● The problem:
Starting at the first line of the records below, transcribe each line exactly, ending with the line that contains "box: [0, 148, 435, 306]".

● Data provided:
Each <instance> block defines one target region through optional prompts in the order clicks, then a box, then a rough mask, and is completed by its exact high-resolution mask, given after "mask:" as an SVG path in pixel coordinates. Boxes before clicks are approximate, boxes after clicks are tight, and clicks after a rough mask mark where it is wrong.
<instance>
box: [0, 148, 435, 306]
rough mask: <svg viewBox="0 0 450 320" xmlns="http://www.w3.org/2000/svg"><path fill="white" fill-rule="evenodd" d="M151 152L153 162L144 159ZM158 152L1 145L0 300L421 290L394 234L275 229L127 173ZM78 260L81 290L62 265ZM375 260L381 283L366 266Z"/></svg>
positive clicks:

● Final answer:
Each <instance> block defines one target region through optional prompts in the order clicks, then a box, then a rough mask, and is completed by its exact high-resolution mask, given after "mask:" as an SVG path in pixel coordinates. Boxes before clicks are approximate, boxes after clicks are tight, and clicks after a rough mask mark where it is wrong.
<instance>
box: [0, 148, 435, 306]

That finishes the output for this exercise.